START SUPPLIED ENTRIES

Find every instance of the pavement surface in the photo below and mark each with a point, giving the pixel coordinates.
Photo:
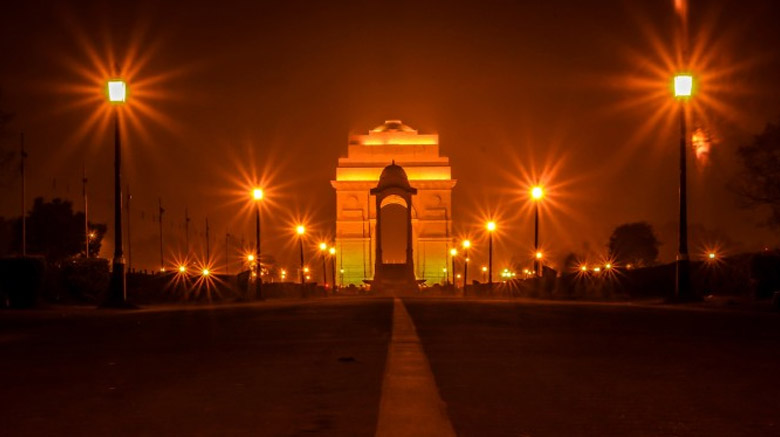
(379, 366)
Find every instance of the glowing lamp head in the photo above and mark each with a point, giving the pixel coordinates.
(117, 91)
(257, 194)
(683, 85)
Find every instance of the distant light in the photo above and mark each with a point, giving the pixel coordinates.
(257, 194)
(683, 85)
(117, 91)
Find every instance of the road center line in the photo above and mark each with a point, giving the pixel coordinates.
(410, 404)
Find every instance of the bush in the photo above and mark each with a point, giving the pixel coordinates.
(21, 281)
(85, 279)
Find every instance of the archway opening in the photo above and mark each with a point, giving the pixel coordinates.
(394, 231)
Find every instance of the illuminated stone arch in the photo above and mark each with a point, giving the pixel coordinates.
(394, 188)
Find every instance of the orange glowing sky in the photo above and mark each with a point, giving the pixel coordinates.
(570, 95)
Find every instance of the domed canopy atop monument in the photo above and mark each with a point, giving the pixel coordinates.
(393, 126)
(393, 176)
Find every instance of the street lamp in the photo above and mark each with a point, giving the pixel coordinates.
(453, 254)
(491, 227)
(117, 295)
(537, 194)
(466, 247)
(301, 230)
(683, 90)
(257, 195)
(323, 253)
(332, 252)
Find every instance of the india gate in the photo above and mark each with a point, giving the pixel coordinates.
(394, 201)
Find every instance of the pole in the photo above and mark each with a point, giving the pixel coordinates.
(490, 261)
(129, 241)
(682, 289)
(537, 261)
(258, 266)
(208, 247)
(161, 211)
(465, 269)
(333, 271)
(452, 273)
(227, 244)
(23, 155)
(303, 277)
(118, 291)
(86, 210)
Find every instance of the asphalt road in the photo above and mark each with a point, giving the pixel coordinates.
(317, 367)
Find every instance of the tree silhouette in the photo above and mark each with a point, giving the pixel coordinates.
(759, 181)
(634, 243)
(55, 231)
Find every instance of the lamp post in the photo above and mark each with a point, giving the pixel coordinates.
(323, 253)
(301, 230)
(117, 294)
(491, 227)
(257, 195)
(537, 194)
(683, 89)
(332, 252)
(466, 246)
(453, 254)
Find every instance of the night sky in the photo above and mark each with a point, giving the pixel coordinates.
(574, 93)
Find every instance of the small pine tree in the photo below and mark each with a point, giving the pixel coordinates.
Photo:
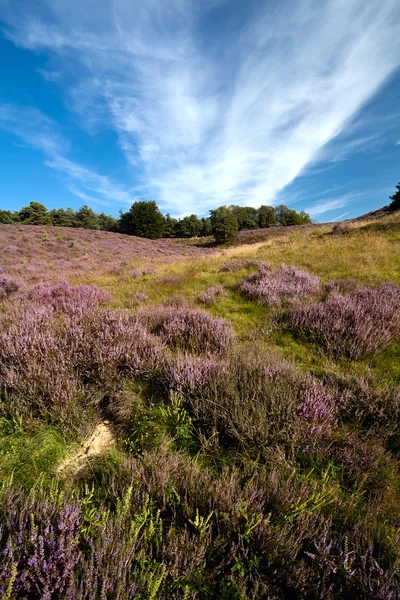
(266, 217)
(395, 204)
(224, 225)
(35, 214)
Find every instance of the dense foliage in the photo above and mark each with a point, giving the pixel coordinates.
(238, 470)
(144, 219)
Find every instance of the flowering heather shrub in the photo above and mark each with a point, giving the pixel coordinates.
(285, 284)
(369, 407)
(237, 265)
(211, 293)
(192, 330)
(257, 399)
(136, 299)
(65, 297)
(341, 285)
(361, 323)
(192, 374)
(51, 352)
(176, 301)
(319, 403)
(8, 286)
(168, 521)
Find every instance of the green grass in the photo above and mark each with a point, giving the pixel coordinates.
(29, 452)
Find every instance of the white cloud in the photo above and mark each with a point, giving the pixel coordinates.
(340, 217)
(212, 119)
(330, 204)
(51, 76)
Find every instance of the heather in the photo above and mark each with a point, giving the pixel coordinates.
(353, 325)
(252, 402)
(281, 285)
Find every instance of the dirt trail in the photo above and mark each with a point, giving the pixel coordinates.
(101, 440)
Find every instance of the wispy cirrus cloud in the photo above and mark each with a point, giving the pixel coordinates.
(38, 131)
(330, 204)
(210, 118)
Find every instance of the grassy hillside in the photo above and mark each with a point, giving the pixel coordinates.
(183, 422)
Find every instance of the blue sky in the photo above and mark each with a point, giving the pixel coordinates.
(197, 104)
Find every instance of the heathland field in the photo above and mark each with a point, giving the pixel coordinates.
(179, 421)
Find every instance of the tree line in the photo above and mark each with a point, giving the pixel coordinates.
(144, 219)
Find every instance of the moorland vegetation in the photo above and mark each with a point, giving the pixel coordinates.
(253, 394)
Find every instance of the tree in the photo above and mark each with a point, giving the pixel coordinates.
(143, 219)
(224, 225)
(107, 223)
(286, 216)
(8, 218)
(64, 218)
(395, 204)
(169, 225)
(206, 228)
(245, 216)
(305, 216)
(266, 217)
(35, 214)
(188, 227)
(87, 218)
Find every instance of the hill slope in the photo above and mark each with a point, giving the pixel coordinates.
(200, 425)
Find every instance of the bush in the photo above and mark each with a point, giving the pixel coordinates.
(191, 330)
(361, 323)
(224, 225)
(8, 286)
(211, 293)
(285, 284)
(59, 343)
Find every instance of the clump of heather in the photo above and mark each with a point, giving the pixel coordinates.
(284, 284)
(136, 299)
(211, 293)
(319, 403)
(341, 285)
(8, 285)
(60, 345)
(353, 325)
(192, 330)
(65, 297)
(237, 265)
(191, 374)
(176, 301)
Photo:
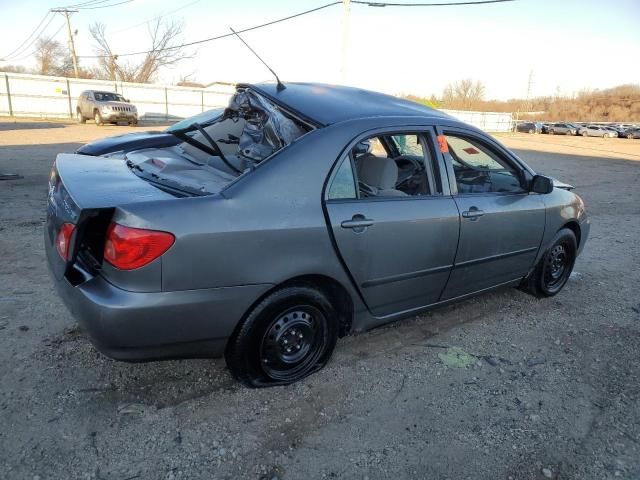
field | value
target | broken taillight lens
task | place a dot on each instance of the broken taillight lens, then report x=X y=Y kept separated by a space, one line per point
x=63 y=240
x=128 y=248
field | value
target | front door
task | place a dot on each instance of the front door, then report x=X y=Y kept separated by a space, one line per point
x=501 y=223
x=394 y=229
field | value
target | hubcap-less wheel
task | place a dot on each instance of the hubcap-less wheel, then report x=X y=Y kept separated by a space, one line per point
x=293 y=343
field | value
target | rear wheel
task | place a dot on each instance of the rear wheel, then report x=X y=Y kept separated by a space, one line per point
x=286 y=337
x=554 y=268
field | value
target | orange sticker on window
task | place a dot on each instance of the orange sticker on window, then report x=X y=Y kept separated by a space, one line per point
x=442 y=142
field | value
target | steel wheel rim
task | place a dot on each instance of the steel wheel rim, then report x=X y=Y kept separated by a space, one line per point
x=557 y=266
x=293 y=343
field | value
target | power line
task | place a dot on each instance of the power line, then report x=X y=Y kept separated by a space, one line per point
x=106 y=6
x=211 y=39
x=370 y=4
x=34 y=51
x=156 y=17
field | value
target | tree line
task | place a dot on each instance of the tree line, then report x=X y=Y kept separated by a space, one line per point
x=617 y=104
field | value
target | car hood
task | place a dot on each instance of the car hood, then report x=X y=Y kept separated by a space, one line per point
x=558 y=184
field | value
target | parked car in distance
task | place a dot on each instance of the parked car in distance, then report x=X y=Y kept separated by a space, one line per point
x=105 y=107
x=619 y=131
x=597 y=131
x=529 y=127
x=153 y=138
x=632 y=133
x=562 y=128
x=267 y=234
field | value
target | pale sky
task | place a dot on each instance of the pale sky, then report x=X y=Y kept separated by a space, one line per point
x=568 y=44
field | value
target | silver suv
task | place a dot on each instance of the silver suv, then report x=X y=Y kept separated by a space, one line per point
x=105 y=107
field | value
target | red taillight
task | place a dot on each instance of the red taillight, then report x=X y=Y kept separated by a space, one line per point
x=129 y=248
x=63 y=240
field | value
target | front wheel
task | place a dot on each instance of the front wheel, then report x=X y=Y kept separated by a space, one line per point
x=554 y=268
x=286 y=337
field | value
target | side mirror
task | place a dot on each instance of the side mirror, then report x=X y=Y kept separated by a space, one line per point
x=541 y=184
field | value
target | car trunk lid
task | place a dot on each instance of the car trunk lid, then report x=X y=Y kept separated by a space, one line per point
x=83 y=190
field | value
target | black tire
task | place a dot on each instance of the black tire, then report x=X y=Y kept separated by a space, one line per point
x=286 y=337
x=554 y=267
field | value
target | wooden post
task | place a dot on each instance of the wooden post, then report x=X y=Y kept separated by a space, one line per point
x=6 y=80
x=69 y=98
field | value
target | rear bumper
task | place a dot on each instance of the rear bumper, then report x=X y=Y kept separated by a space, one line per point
x=141 y=326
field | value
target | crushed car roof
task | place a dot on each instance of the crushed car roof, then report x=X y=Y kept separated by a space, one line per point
x=328 y=104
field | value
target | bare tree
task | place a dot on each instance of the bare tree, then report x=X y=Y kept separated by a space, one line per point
x=463 y=94
x=50 y=56
x=164 y=51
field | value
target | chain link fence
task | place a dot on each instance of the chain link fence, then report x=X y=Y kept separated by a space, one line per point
x=38 y=96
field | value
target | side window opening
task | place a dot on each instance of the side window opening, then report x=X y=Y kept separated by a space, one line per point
x=343 y=184
x=403 y=168
x=480 y=170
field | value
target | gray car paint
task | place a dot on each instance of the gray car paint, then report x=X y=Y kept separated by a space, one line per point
x=271 y=226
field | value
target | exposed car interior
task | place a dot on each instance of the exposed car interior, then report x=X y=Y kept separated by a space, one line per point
x=251 y=129
x=394 y=166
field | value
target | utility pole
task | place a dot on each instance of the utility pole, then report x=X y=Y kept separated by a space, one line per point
x=529 y=85
x=346 y=14
x=72 y=47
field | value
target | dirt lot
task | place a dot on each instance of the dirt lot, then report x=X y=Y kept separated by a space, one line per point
x=552 y=392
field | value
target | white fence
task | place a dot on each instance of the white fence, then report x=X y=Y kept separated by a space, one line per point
x=487 y=121
x=23 y=95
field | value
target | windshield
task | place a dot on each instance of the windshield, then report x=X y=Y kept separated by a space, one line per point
x=108 y=97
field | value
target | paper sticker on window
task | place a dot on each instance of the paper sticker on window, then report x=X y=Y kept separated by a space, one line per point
x=442 y=143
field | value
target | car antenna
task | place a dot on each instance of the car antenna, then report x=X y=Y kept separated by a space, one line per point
x=280 y=85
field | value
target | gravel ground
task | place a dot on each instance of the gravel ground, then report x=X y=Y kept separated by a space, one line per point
x=551 y=387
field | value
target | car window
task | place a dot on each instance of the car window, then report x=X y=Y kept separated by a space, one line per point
x=343 y=184
x=398 y=165
x=478 y=169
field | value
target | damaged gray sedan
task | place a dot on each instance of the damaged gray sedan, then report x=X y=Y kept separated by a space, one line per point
x=302 y=214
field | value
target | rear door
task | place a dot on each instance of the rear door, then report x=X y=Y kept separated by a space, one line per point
x=501 y=222
x=394 y=226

END SUPPLIED ENTRIES

WHAT IS ASKED
Extract every line in the rows above that contains the word "below", and copy each one unchanged.

ANSWER TO THIS PROBLEM
Find every instance of the pavement surface in the photo below and mark each with a point, giving the pixel coordinates.
Find every instance of the small pine tree in the photo below and mark each with a point, giving the pixel coordinates.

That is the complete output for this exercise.